Task instructions - Your task is to copy the records that follow exactly, minus any images.
------------------------------
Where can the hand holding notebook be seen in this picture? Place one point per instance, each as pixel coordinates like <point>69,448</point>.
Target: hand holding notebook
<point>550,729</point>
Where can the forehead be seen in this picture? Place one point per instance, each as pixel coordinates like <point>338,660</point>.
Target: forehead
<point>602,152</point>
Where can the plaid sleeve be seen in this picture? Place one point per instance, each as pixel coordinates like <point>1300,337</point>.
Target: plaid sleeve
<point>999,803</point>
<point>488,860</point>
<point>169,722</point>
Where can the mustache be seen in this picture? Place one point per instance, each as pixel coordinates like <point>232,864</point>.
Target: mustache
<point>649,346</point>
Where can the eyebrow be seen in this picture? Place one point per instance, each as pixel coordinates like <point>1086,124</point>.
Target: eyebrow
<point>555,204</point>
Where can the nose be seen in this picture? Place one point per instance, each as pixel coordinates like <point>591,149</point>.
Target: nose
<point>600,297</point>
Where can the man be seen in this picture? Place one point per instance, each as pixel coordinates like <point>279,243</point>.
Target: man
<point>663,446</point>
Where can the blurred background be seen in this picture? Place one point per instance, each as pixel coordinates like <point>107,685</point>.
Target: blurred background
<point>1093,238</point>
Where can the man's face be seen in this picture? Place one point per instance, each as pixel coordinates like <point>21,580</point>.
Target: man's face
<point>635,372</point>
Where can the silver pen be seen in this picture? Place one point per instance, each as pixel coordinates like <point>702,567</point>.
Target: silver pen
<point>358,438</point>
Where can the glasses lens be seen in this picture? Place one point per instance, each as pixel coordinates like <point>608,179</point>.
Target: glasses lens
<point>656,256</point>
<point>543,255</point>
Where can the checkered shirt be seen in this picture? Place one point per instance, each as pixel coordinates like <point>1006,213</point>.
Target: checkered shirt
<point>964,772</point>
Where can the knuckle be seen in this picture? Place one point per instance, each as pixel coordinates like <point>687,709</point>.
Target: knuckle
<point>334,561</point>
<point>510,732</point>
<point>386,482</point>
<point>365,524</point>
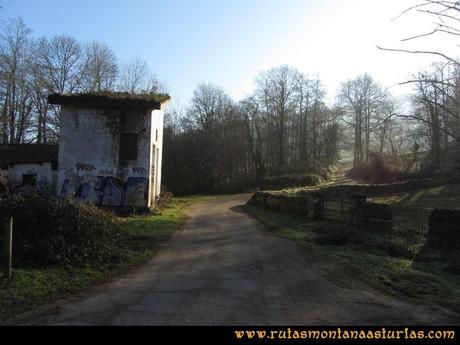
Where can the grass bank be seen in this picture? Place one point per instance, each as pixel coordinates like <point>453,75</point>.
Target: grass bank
<point>140,238</point>
<point>362,258</point>
<point>437,197</point>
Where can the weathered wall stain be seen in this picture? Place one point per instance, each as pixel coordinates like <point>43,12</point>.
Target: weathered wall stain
<point>90,172</point>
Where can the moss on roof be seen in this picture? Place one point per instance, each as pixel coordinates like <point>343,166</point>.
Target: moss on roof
<point>108,99</point>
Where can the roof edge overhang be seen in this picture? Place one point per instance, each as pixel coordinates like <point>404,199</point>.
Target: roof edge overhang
<point>111,100</point>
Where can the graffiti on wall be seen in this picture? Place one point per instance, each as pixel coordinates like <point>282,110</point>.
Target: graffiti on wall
<point>109,191</point>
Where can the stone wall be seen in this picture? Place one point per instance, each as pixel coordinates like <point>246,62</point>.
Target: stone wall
<point>444,230</point>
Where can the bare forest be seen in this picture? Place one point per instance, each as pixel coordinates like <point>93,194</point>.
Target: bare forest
<point>285,133</point>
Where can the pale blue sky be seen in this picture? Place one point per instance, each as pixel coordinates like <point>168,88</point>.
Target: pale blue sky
<point>230,42</point>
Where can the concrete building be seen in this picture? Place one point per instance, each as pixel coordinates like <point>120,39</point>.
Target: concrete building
<point>110,148</point>
<point>26,167</point>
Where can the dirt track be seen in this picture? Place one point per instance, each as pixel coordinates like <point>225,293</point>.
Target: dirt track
<point>224,269</point>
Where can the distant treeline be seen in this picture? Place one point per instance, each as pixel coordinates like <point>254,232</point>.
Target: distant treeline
<point>281,132</point>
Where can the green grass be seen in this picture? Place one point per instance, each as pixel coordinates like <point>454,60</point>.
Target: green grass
<point>442,197</point>
<point>141,236</point>
<point>362,258</point>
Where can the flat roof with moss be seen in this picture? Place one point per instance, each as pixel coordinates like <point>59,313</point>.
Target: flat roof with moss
<point>123,100</point>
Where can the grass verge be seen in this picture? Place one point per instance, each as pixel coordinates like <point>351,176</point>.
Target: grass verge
<point>140,238</point>
<point>442,197</point>
<point>362,258</point>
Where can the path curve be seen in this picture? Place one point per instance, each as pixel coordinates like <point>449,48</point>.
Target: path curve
<point>224,269</point>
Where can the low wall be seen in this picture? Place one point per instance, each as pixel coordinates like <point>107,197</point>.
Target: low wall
<point>444,229</point>
<point>370,190</point>
<point>443,226</point>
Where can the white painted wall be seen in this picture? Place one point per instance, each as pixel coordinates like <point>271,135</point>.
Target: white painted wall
<point>89,148</point>
<point>46,177</point>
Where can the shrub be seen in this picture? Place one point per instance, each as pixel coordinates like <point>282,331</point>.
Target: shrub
<point>47,231</point>
<point>376,171</point>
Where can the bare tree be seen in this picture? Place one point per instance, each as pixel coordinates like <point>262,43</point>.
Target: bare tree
<point>446,16</point>
<point>100,69</point>
<point>15,92</point>
<point>361,99</point>
<point>136,77</point>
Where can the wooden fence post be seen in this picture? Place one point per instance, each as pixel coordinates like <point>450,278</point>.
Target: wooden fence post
<point>7,247</point>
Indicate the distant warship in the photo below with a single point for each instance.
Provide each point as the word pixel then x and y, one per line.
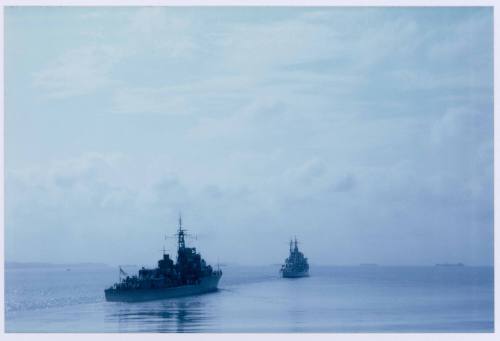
pixel 190 275
pixel 296 264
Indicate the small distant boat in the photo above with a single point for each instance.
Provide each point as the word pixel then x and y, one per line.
pixel 296 264
pixel 450 264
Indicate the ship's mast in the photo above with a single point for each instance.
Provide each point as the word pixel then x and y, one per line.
pixel 180 235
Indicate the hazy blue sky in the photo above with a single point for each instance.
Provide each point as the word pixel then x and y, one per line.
pixel 368 133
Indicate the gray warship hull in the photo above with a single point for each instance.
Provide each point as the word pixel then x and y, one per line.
pixel 292 274
pixel 206 285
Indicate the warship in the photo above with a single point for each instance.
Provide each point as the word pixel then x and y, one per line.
pixel 190 275
pixel 296 264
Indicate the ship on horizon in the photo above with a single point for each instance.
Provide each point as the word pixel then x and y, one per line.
pixel 190 275
pixel 296 264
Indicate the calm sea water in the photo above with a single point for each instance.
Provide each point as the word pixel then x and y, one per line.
pixel 255 299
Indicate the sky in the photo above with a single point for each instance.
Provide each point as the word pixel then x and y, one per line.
pixel 365 132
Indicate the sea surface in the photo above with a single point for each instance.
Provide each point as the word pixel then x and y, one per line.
------------------------------
Solution below -
Where can the hand holding notebook be seen in this picture? Place one point per instance, each as pixel coordinates like <point>69,448</point>.
Target: hand holding notebook
<point>550,729</point>
Where can the forehead be seen in this picture? Place one point per instance, each as pixel coordinates like <point>338,660</point>.
Target: forehead
<point>602,152</point>
Where can the plaid sleeve be seen in this picture? Place one point per instance, each as pixel coordinates like <point>1300,337</point>.
Target: plaid sleeve
<point>999,803</point>
<point>488,860</point>
<point>169,722</point>
Where can the mustache be seen in this picture? Place one point per instance, each as pixel coordinates like <point>232,864</point>.
Target: mustache
<point>649,346</point>
Where can the eyebrow be seen in this picture? Place one point per instance, each as pixel coordinates like <point>1086,124</point>.
Target: eyebrow
<point>555,204</point>
Where can the nose be seen in this picture? Place one point per instance, each as pixel coordinates like <point>591,149</point>.
Target: nose
<point>600,297</point>
Where can the man be seen in this picture? Place one point per instance, each as pixel coordinates like <point>279,243</point>.
Target: man
<point>663,446</point>
Where can the blurred background be seen in this picture? Place one point per instance, each as pixel coordinates like <point>107,685</point>.
Target: blurred background
<point>1093,238</point>
Where can the man's face be seen in this picture? Place one point per instance, each as pixel coordinates like <point>21,580</point>.
Target: man's face
<point>635,372</point>
Where can the silver pen be seen in this picture? Place one point per instance, each as pixel coordinates like <point>702,567</point>.
Target: silver pen
<point>358,438</point>
Where can the glasses lens be seen in this picture? Place one point per instance, each as pixel coordinates like <point>608,179</point>.
Target: glasses lens
<point>656,256</point>
<point>543,255</point>
Where can the checkered shirt be seen in this picture? Place one point per instance, each as pixel coordinates like <point>1006,213</point>.
Target: checkered shirt
<point>964,772</point>
Where can the knuckle be seen in this picture? Place one point per instance, each as pixel coordinates like <point>687,709</point>.
Target: knuckle
<point>334,561</point>
<point>510,732</point>
<point>386,482</point>
<point>365,524</point>
Where can the grass bank be seen in this picture? Place one point per instance, each as pixel coordinates like <point>453,75</point>.
Target: grass bank
<point>140,238</point>
<point>362,258</point>
<point>437,197</point>
Where can the weathered wall stain be seen in this picture? Place one point per instance, each as pixel coordinates like <point>43,12</point>.
Target: weathered wall stain
<point>90,172</point>
Where can the moss on roof be seen in this picture? Place one point per instance, each as pixel coordinates like <point>343,166</point>.
Target: moss on roof
<point>108,99</point>
Where can the roof edge overhang be seen in this picture? Place one point per instance, each as pixel coordinates like <point>404,199</point>.
Target: roof edge overhang
<point>111,100</point>
Where can the graffiti on wall be seen in this picture? Place one point per instance, each as pixel coordinates like <point>282,110</point>.
Target: graffiti on wall
<point>109,191</point>
Where can the stone wall be seen in this picture? Place one point per instance, each as pixel coordinates like <point>246,62</point>.
Target: stone wall
<point>444,230</point>
Where can the bare forest be seen in this picture? Place one point per instance, each as pixel coordinates like <point>93,194</point>.
Target: bare forest
<point>285,133</point>
Where can the pale blue sky be seen in this picture? Place one point per instance, each as pixel coordinates like <point>168,88</point>.
Target: pale blue sky
<point>230,42</point>
Where can the concrete building be seen in this picture? Place one point per instance, each as pixel coordinates like <point>120,39</point>.
Target: concrete building
<point>110,148</point>
<point>26,167</point>
Where can the dirt track be seen in this picture? Place one point per instance, each as pixel coordinates like <point>225,293</point>.
Target: dirt track
<point>224,269</point>
Where can the distant treeline be seen in this picture? Place one point per instance, each as pixel coordinates like <point>254,232</point>.
Target: distant treeline
<point>281,132</point>
Where can the green grass be seen in this picture? Place one point per instance, each as pixel coordinates like <point>454,60</point>.
Target: green grass
<point>442,197</point>
<point>141,236</point>
<point>362,258</point>
Where can the flat roof with moss be seen in this picture? Place one point per instance, each as pixel coordinates like <point>59,313</point>.
Target: flat roof with moss
<point>123,100</point>
Where can the grass verge be seen in this picture? Place one point per instance, each as pixel coordinates like <point>351,176</point>.
Target: grass verge
<point>140,238</point>
<point>442,197</point>
<point>362,258</point>
Where can the path curve be seen in this picture? Place one point per instance, each as pixel coordinates like <point>449,48</point>.
Target: path curve
<point>224,269</point>
Where can the low wall be seen in this picture? Place one point per instance, each as pixel coordinates like <point>107,197</point>.
Target: low wall
<point>444,229</point>
<point>370,190</point>
<point>443,226</point>
Where can the white painted wall be seen in this picture? Place one point per instance, each as pixel coordinates like <point>271,135</point>.
Target: white painted wall
<point>89,148</point>
<point>46,177</point>
Where can the shrub be seen in this picture? Place one point per instance, each as pixel coordinates like <point>282,331</point>.
Target: shrub
<point>47,231</point>
<point>376,171</point>
Where can the bare tree be seen in this picture? Place one point per instance, each as pixel coordinates like <point>262,43</point>.
Target: bare tree
<point>446,16</point>
<point>100,69</point>
<point>15,92</point>
<point>361,99</point>
<point>136,77</point>
Where can the wooden fence post be seen in this picture? Place one point per instance, each as pixel coordinates like <point>450,278</point>.
Target: wooden fence post
<point>7,247</point>
Indicate the distant warship in the photo below with a single point for each instance.
Provide each point as the word pixel then x and y, one per line.
pixel 190 275
pixel 296 264
Indicate the small distant boat in the photo above with a single point for each instance.
Provide each point as the word pixel then x and y, one per line.
pixel 296 264
pixel 450 264
Indicate the ship's mast in the photo above with a single point for each instance.
Provide each point as the word pixel then x and y, one per line.
pixel 180 235
Indicate the hazy blue sky in the photo above with a single point for each instance.
Provide each point as the word pixel then x and y, one per line.
pixel 368 133
Indicate the gray warship hull in the photo above with a single point for each instance.
Provide each point as the word pixel then x and y, one per line.
pixel 292 274
pixel 206 285
Indicate the warship in the photo above with a single point for each instance.
Provide each point as the word pixel then x and y, one per line.
pixel 190 275
pixel 296 264
Indicate the ship on horizon in the photo above with a single point for each instance.
Provide each point as the word pixel then x and y, one per line.
pixel 190 275
pixel 296 264
Indicate the calm sea water in the photo above with a single point for each instance.
Provide each point as the word pixel then x and y, one per line.
pixel 255 299
Indicate the sky in the photo above with a single point for each instance.
Provide each point as the word pixel then x and y, one per line.
pixel 365 132
Indicate the sea surface in the photo above with a single point for each instance.
Provide each point as the word pixel then x and y, one per line.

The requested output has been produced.